═══ Texte choisi ═══

Les capacités techniques des consoles next-gen permettent également au Dragon Engine, le moteur du jeu, de révéler encore plus son potentiel. Ainsi, les visages des personnages, point fort de la série Yakuza, apparaissent ici encore plus réalistes, malgré quelques animations faciales rigides en dehors des cinématiques. Cependant, on ne peut pas en dire autant en ce qui concerne l'environnement qui affiche parfois des textures peu détaillées et un très léger aliasing. Cela n'empêche en rien cette version next-gen d'être visuellement plus fine et confortable, notamment grâce à des temps de chargements qui ont drastiquement été réduits.
En plus de tous ces avantages techniques, cette édition comporte également tous les DLC du jeu de base, à savoir des tenues à offrir à de potentielles petites amies, des éléments de décors pour votre bureau ou encore des objets pour renforcer vos compétences en combat. Des bonus anecdotiques en soi mais dont on salue tout de même la présence. Finalement, ces versions PS5-Xbox Series se destinent donc aux possesseurs de consoles next-gen qui souhaitent découvrir le jeu. Ceux qui l'ont déjà parcouru ne trouveront que peu de nouveautés qui justifient un nouvel achat, même si ce dernier est à prix réduit (39,99€).
Yagami, détective privé
La vie de Takayuki Yagami, membre du barreau de Tokyo et employé du cabinet Genda, bascule en 2015 lorsque son client Shinpei Okubo… tout juste acquitté… est accusé du meurtre de sa petite ami dans la foulée. Reconnu comme l’avocat libérant les criminels, ce dernier quitte son poste et embrasse la profession de détective privé. Trois ans plus tard, notre héros arpente le quartier de Kamurocho afin de résoudre plusieurs affaires sur fond d’assassinats en série et de complot d’envergure nationale.
Judgment s’amuse avec les codes du polar et nous sert un récit conspirationniste à tiroirs multiples et rebondissements dont seuls les scénaristes de la franchise Yakuza ont le secret. L’ex-avocat déterre les sombres secrets du quartier chaud de Tokyo et met volontier les pieds dans le plat. Ce spin-off supposé s’éloigner des trames mafieuses habituelles parvient à surprendre les fans sans véritablement oser le hors-piste. La pomme ne tombe jamais loin de l’arbre et cette locution ne saurait être plus vraie dans le cas présent. Les accointances avec la série principale ne tardent pas à contaminer l’histoire tant le clan Tojo et ses querelles avec les yakuzas du Kansai pimentent les débats au point d'occulter par moment la trame principale. Judgment fait partie intégrante du “Yakuza universe”… cela ne fait aucun doute.

═══

_Petit exercice 1_: Pour chacune des affirmations suivantes, dites si elle est conforme au texte choisi, en citant à l'identique les mots qui tranchent : (a) les temps de chargement de la version next-gen ont été fortement réduits ; (b) la version next-gen est vendue 49,99 € ; (c) le héros parcourt le quartier de Kamurocho.
Ces enregistrements n'ont aucun lien avec le texte choisi.

═══ Enregistrements fournis ═══

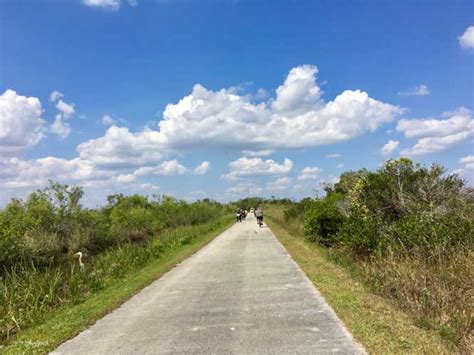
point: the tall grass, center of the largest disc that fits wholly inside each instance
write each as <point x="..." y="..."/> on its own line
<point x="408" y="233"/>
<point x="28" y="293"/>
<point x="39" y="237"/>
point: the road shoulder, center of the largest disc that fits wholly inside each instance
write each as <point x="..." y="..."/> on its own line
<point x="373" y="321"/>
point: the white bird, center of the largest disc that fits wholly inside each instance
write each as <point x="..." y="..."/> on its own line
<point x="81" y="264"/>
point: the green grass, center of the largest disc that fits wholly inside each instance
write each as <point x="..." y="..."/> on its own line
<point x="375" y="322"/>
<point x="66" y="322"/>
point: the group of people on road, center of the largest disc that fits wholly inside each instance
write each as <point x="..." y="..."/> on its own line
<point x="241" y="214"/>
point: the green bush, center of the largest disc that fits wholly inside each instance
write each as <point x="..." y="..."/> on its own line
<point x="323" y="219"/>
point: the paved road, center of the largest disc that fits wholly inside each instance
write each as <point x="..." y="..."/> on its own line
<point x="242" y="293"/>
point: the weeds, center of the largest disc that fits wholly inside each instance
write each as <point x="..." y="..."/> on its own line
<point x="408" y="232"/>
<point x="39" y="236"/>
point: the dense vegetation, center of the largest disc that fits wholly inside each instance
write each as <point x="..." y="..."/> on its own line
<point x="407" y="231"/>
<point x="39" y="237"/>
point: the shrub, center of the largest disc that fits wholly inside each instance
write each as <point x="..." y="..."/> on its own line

═══

_Petit exercice 2_: Modifiez le passage des enregistrements allant de la ligne qui contient "point: the paved" jusqu'à la fin des enregistrements : remplacez "the largest disc" par "the biggest disc" sans rien changer d'autre, puis redonnez uniquement ce passage.

_Réponse complète 1_:
(a) Oui : « des temps de chargements qui ont drastiquement été réduits ».
(b) Non : « même si ce dernier est à prix réduit (39,99€) ».
(c) Oui : « notre héros arpente le quartier de Kamurocho ».

_Réponse complète 2_:
point: the paved road, center of the biggest disc that fits wholly inside each instance
write each as <point x="..." y="..."/> on its own line
<point x="242" y="293"/>
point: the weeds, center of the biggest disc that fits wholly inside each instance
write each as <point x="..." y="..."/> on its own line
<point x="408" y="232"/>
<point x="39" y="236"/>
point: the dense vegetation, center of the biggest disc that fits wholly inside each instance
write each as <point x="..." y="..."/> on its own line
<point x="407" y="231"/>
<point x="39" y="237"/>
point: the shrub, center of the biggest disc that fits wholly inside each instance
write each as <point x="..." y="..."/> on its own line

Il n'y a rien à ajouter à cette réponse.